=== Section Start ===

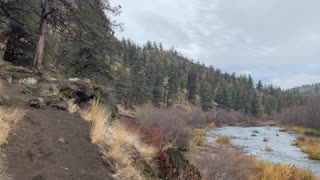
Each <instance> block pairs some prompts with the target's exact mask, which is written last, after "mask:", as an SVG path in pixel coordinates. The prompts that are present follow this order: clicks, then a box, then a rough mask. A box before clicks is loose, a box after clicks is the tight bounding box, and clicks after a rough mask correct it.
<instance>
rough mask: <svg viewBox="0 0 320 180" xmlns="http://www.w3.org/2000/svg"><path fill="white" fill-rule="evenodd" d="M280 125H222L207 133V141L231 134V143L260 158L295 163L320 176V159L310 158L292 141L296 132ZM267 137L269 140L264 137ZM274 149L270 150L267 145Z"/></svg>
mask: <svg viewBox="0 0 320 180" xmlns="http://www.w3.org/2000/svg"><path fill="white" fill-rule="evenodd" d="M279 130H280V128H279V127H269V126H263V127H236V126H230V127H221V128H214V129H212V130H210V131H209V132H208V133H207V136H206V141H207V142H208V143H210V144H212V145H216V144H215V139H216V138H217V137H219V136H229V137H230V138H231V143H232V145H233V146H235V147H236V148H238V149H240V150H241V151H243V152H246V153H248V154H250V155H253V156H256V157H257V158H258V159H263V160H267V161H270V162H273V163H285V164H294V165H295V166H296V167H301V168H307V169H309V170H311V171H312V172H314V173H315V174H316V175H318V176H320V161H315V160H310V159H308V155H307V154H305V153H303V152H302V151H301V150H300V148H299V147H296V146H293V145H292V143H293V142H294V140H295V139H296V137H297V134H295V133H294V132H280V131H279ZM264 138H267V139H268V142H264V141H263V139H264ZM266 146H269V147H271V148H272V151H270V152H268V151H266V150H265V147H266Z"/></svg>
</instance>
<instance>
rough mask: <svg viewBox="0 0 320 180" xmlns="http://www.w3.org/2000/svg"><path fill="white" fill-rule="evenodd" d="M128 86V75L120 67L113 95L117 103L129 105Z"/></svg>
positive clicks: (129, 83)
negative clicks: (113, 94)
mask: <svg viewBox="0 0 320 180" xmlns="http://www.w3.org/2000/svg"><path fill="white" fill-rule="evenodd" d="M130 88H131V81H130V76H129V74H128V72H127V71H126V70H125V69H122V70H121V71H120V75H119V78H118V79H117V81H116V83H115V97H116V99H117V100H118V101H119V103H121V104H124V105H125V106H127V107H128V106H130V105H131V96H130Z"/></svg>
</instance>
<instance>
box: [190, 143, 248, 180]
mask: <svg viewBox="0 0 320 180" xmlns="http://www.w3.org/2000/svg"><path fill="white" fill-rule="evenodd" d="M199 156H200V157H199ZM191 159H192V161H193V162H194V164H196V166H197V168H198V169H200V170H201V172H202V176H203V179H249V176H250V173H251V166H252V163H253V162H252V158H251V157H249V156H246V155H245V154H243V153H241V152H239V151H237V150H233V149H231V148H226V147H220V148H218V149H217V151H216V153H215V154H214V155H213V154H212V153H210V152H208V153H201V152H198V151H196V152H194V153H193V154H192V157H191Z"/></svg>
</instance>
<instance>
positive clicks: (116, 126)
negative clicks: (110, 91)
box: [81, 100, 156, 180]
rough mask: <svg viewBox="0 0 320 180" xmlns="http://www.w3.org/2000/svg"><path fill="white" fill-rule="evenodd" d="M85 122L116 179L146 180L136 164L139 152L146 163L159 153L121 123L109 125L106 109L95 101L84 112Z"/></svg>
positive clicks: (109, 120)
mask: <svg viewBox="0 0 320 180" xmlns="http://www.w3.org/2000/svg"><path fill="white" fill-rule="evenodd" d="M81 115H82V117H83V119H85V120H86V121H89V122H91V123H92V127H91V133H90V138H91V141H92V143H95V144H97V145H98V146H99V148H100V150H101V152H102V154H103V157H104V158H106V159H108V160H110V161H111V162H113V164H114V165H115V168H116V173H115V174H114V177H115V178H116V179H124V180H126V179H137V180H140V179H144V178H143V175H142V172H141V170H140V169H139V168H137V166H138V165H139V164H135V163H134V160H133V154H134V152H135V151H138V153H140V154H141V155H142V156H143V157H144V158H145V159H146V160H147V161H148V160H151V159H152V158H153V157H154V155H155V153H156V150H155V148H153V147H150V146H147V145H145V144H143V143H141V141H140V140H139V137H138V136H137V135H135V134H133V133H131V132H129V131H128V130H127V129H126V128H125V127H124V125H123V124H122V123H120V122H119V121H114V122H113V123H111V122H110V118H111V113H110V112H109V110H108V109H107V107H106V106H105V105H103V104H102V103H100V102H99V101H98V100H93V101H92V102H91V106H90V107H89V109H88V110H86V111H83V112H81Z"/></svg>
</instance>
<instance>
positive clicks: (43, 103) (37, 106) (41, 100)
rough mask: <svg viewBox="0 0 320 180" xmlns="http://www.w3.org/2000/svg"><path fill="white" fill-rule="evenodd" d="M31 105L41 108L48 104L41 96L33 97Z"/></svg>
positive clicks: (30, 102) (36, 107)
mask: <svg viewBox="0 0 320 180" xmlns="http://www.w3.org/2000/svg"><path fill="white" fill-rule="evenodd" d="M29 105H30V106H31V107H35V108H40V107H43V106H45V105H46V103H45V100H44V99H43V98H41V97H38V98H35V99H31V100H30V101H29Z"/></svg>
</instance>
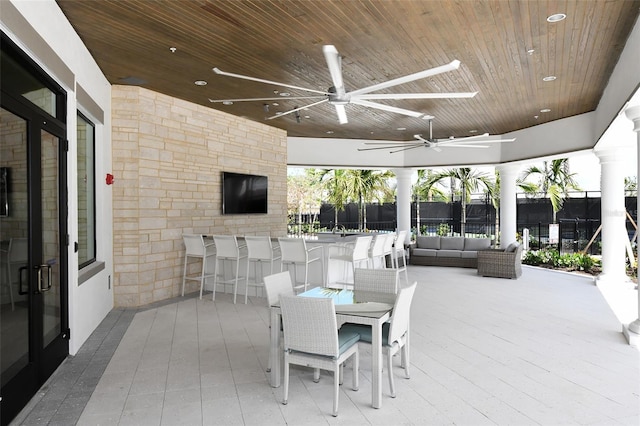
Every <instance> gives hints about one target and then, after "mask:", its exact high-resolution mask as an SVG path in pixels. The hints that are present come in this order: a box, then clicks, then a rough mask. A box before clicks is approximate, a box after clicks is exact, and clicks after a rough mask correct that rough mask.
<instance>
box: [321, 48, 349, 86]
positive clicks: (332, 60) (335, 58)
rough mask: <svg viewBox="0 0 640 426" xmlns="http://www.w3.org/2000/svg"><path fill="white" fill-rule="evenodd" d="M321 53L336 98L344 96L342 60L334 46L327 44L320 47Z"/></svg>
mask: <svg viewBox="0 0 640 426" xmlns="http://www.w3.org/2000/svg"><path fill="white" fill-rule="evenodd" d="M322 52H323V53H324V58H325V60H326V61H327V66H328V67H329V73H330V74H331V81H332V82H333V87H335V89H336V93H337V95H338V96H344V92H345V90H344V81H343V80H342V60H341V59H340V54H339V53H338V50H337V49H336V47H335V46H333V45H330V44H329V45H326V46H322Z"/></svg>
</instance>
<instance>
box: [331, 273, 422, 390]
mask: <svg viewBox="0 0 640 426" xmlns="http://www.w3.org/2000/svg"><path fill="white" fill-rule="evenodd" d="M416 286H417V282H414V283H413V284H411V285H410V286H409V287H404V288H402V289H400V290H399V291H398V295H397V296H396V302H395V304H394V305H393V313H392V314H391V320H390V321H389V322H388V323H386V324H384V325H383V326H382V349H383V352H385V355H386V356H387V370H388V373H389V388H390V391H391V397H392V398H395V397H396V387H395V383H394V381H393V356H394V355H395V354H396V353H398V351H400V350H401V351H402V353H401V366H402V367H403V368H404V374H405V376H406V378H407V379H408V378H409V364H410V361H409V353H410V350H409V319H410V316H411V300H412V299H413V294H414V293H415V290H416ZM340 330H341V331H342V330H344V331H348V332H356V333H359V334H360V341H361V342H365V343H369V344H371V327H369V326H365V325H360V324H345V325H343V326H342V328H341V329H340Z"/></svg>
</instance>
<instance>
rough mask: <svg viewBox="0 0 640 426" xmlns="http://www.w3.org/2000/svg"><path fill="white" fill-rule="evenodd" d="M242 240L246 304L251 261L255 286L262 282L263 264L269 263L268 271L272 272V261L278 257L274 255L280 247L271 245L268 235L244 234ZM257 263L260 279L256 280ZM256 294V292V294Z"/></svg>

=== Section End ===

EXERCISE DIRECTIONS:
Check each line of the data above for the string "present", and copy the ones that have it.

ANSWER SPACE:
Each <instance> block pairs some prompts with the target's exact mask, which is written last, after "mask:", as an SVG path in pixel coordinates. The prompts that are present follow this order: clicks, then a box, then a rough mask. A box before clicks is loose, a box after clicks is the tight bounding box, and clicks after a rough mask correct it.
Every <instance> gives hints about one target and then, after "mask:", its exact high-resolution mask as an SVG path in pixels. The hints that are present come in this order: a box, then clicks, then a rough mask. A box before clicks is approximate, a box after clicks is exact, and clicks after a rough mask correct that rough mask.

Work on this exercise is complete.